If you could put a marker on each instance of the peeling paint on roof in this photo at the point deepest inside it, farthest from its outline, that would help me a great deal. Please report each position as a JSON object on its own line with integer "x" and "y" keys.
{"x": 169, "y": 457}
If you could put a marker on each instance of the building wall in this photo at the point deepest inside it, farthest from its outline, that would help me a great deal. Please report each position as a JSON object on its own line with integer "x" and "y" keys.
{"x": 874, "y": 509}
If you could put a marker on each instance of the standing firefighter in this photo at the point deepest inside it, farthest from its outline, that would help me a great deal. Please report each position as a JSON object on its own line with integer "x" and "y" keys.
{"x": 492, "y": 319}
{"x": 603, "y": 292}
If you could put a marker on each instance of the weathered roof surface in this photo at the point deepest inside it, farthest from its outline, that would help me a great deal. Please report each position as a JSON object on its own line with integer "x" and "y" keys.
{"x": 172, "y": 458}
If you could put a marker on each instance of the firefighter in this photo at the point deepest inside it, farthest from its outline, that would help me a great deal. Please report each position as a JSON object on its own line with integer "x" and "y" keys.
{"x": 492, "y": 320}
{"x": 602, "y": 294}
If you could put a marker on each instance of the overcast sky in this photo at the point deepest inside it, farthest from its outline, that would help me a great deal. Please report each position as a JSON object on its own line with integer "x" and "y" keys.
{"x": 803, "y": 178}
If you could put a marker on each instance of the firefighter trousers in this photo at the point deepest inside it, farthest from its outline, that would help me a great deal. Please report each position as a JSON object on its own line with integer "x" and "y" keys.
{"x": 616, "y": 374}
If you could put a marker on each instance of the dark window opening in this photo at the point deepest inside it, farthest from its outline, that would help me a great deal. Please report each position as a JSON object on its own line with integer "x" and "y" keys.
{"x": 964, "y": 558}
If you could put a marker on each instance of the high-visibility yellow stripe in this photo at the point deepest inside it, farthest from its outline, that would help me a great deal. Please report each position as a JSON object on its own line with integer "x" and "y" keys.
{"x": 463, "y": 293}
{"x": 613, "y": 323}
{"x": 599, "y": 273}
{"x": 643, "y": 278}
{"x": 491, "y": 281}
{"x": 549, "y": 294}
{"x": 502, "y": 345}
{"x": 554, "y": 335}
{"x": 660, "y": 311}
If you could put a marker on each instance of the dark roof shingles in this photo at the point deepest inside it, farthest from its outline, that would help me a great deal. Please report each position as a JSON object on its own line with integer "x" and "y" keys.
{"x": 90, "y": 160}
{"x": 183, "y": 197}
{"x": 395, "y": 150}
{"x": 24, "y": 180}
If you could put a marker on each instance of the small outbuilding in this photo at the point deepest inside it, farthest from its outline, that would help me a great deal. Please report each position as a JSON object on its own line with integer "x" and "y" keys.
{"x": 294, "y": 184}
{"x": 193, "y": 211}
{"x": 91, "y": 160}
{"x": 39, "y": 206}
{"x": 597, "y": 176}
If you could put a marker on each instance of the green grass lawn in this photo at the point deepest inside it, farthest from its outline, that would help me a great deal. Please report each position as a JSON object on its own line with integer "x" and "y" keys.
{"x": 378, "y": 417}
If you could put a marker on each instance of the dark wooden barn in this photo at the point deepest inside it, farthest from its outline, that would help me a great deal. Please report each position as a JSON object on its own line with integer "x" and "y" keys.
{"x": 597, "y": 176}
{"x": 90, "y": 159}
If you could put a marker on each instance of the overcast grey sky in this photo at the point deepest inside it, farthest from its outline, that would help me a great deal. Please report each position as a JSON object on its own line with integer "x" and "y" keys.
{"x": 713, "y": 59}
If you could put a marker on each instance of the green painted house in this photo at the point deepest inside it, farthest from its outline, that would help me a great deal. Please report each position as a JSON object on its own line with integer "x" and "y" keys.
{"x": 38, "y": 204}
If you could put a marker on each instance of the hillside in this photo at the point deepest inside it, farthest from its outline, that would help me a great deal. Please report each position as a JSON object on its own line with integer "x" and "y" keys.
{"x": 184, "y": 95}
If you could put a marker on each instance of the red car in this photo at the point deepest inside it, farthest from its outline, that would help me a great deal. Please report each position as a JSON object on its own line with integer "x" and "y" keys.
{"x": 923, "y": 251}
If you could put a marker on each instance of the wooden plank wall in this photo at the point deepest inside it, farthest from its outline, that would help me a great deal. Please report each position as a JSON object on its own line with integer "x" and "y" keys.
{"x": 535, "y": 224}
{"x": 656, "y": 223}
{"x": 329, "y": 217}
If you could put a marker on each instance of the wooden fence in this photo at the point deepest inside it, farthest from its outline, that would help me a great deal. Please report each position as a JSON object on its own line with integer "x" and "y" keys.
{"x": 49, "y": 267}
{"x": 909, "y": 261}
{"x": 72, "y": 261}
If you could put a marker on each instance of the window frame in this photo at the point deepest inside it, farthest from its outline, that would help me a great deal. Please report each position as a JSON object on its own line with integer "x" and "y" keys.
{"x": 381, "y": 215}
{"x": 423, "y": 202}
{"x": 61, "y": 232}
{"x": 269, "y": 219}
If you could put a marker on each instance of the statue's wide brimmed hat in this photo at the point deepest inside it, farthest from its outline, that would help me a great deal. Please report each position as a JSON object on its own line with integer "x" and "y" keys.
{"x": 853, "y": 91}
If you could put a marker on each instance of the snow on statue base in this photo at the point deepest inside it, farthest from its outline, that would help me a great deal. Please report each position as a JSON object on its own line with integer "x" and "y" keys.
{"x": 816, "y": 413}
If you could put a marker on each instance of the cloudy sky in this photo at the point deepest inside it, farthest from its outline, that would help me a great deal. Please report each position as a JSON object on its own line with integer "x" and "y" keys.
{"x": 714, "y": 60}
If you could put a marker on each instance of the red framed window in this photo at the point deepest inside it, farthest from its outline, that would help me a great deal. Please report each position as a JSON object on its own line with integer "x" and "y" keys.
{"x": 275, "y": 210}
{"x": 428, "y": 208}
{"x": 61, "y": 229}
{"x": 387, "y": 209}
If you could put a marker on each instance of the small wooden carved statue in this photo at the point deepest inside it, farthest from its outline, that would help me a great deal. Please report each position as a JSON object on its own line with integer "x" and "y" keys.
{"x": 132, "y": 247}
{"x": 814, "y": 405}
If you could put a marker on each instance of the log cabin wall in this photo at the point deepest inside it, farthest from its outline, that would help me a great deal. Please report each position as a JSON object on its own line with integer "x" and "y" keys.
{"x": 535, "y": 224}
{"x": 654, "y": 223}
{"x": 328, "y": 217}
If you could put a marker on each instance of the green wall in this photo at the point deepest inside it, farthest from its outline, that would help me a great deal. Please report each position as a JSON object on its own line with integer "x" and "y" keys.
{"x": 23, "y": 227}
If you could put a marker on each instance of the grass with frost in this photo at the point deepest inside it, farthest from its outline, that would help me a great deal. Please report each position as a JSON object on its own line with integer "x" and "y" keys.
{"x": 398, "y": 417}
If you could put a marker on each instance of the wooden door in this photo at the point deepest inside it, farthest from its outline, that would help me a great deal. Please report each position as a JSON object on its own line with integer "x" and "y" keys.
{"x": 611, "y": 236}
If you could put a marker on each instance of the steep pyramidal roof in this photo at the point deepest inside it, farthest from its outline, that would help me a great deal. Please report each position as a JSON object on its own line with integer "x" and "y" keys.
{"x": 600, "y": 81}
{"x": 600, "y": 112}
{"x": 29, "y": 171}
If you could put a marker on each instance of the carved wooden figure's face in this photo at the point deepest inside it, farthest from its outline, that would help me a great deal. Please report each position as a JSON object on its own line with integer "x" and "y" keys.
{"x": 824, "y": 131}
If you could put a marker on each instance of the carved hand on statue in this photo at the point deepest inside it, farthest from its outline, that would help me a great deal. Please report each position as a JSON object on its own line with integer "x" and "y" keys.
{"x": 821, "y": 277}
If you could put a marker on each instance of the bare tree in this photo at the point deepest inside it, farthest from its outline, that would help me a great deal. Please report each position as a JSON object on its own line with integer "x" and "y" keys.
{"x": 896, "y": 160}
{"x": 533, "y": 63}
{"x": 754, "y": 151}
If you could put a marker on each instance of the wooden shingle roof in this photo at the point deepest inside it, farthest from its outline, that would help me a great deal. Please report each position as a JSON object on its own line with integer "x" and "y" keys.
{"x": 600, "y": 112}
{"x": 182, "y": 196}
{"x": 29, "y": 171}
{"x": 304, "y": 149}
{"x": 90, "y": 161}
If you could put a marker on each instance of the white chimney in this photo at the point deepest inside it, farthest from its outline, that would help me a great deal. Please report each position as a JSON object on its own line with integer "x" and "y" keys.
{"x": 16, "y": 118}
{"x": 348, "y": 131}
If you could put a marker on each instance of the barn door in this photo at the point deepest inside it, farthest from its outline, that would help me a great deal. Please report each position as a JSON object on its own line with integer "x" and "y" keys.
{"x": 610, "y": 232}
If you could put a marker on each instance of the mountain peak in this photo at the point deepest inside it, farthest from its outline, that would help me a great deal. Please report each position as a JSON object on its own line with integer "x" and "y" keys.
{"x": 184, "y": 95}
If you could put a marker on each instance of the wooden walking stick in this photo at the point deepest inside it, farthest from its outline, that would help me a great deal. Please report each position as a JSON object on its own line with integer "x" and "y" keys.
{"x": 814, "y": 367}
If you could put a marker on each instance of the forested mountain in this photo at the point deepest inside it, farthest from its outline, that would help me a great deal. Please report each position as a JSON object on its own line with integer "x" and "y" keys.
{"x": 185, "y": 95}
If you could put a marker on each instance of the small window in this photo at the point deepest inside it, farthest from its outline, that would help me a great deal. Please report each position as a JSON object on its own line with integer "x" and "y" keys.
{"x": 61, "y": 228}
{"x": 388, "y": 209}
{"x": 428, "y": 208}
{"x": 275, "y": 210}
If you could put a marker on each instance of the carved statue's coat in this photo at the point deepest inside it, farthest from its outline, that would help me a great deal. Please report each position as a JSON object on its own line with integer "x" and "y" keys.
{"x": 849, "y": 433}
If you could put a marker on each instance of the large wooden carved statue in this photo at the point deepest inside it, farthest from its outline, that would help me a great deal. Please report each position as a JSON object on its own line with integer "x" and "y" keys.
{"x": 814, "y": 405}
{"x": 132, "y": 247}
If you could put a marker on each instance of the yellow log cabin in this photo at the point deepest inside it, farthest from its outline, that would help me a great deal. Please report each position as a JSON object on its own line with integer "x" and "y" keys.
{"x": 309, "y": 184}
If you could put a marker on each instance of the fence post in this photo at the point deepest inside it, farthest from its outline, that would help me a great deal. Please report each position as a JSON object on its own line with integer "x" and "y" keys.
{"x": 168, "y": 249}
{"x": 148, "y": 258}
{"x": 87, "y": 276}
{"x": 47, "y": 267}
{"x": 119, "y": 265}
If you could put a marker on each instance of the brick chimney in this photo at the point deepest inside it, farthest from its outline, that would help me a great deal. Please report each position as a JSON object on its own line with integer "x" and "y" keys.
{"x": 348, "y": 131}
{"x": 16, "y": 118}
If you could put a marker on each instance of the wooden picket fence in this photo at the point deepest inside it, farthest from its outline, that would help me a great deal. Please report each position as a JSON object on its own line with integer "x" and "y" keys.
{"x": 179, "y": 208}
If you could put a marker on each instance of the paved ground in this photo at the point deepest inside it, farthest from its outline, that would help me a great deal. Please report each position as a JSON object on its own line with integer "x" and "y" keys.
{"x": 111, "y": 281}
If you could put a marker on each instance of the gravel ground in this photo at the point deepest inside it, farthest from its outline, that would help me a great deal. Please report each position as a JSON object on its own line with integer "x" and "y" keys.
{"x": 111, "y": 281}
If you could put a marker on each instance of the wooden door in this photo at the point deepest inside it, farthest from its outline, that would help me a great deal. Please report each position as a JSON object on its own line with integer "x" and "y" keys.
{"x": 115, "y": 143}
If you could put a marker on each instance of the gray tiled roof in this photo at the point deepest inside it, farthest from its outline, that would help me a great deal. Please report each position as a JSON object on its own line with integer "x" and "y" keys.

----------

* [PROBLEM STATEMENT]
In the records above, find the line containing "of the brick"; please retype it and every line after it through the last line, exactly and with nothing else.

* [FINAL ANSWER]
If you could put a marker on each instance of the brick chimney in this photo at the point deepest inside it, farthest from its outline, that would help me a great deal. Please report each position as a JSON object on its own line with integer "x" and "y" keys.
{"x": 348, "y": 131}
{"x": 16, "y": 118}
If you could put a marker on each instance of the wooden picket fence in this photo at the point deepest inside it, farthest from its outline, that would help me a great deal. Please report each position as a JSON object on its own line with integer "x" and "y" keys.
{"x": 179, "y": 208}
If you could put a marker on each instance of the paved ground in this photo at the point deepest inside it, farthest from its outline, that would help me a great deal. Please report each position as a JSON object on its own line with integer "x" and "y" keys.
{"x": 111, "y": 281}
If you could put a marker on each instance of the gravel ground in this photo at the point deepest inside it, farthest from its outline, that would help me a great deal. Please report each position as a JSON object on its own line with integer "x" and "y" keys.
{"x": 111, "y": 281}
If you could put a marker on each instance of the wooden door in this photo at the point deepest inside it, farthest from its outline, that would help me a great deal. Please report each position as a JSON object on its own line with integer "x" and "y" keys.
{"x": 115, "y": 143}
If you could put a marker on each instance of the gray tiled roof in this photo at the point deepest inside it, farthest from its outline, that would help me a great deal. Please report each position as a JSON object on its own line with integer "x" and "y" keys.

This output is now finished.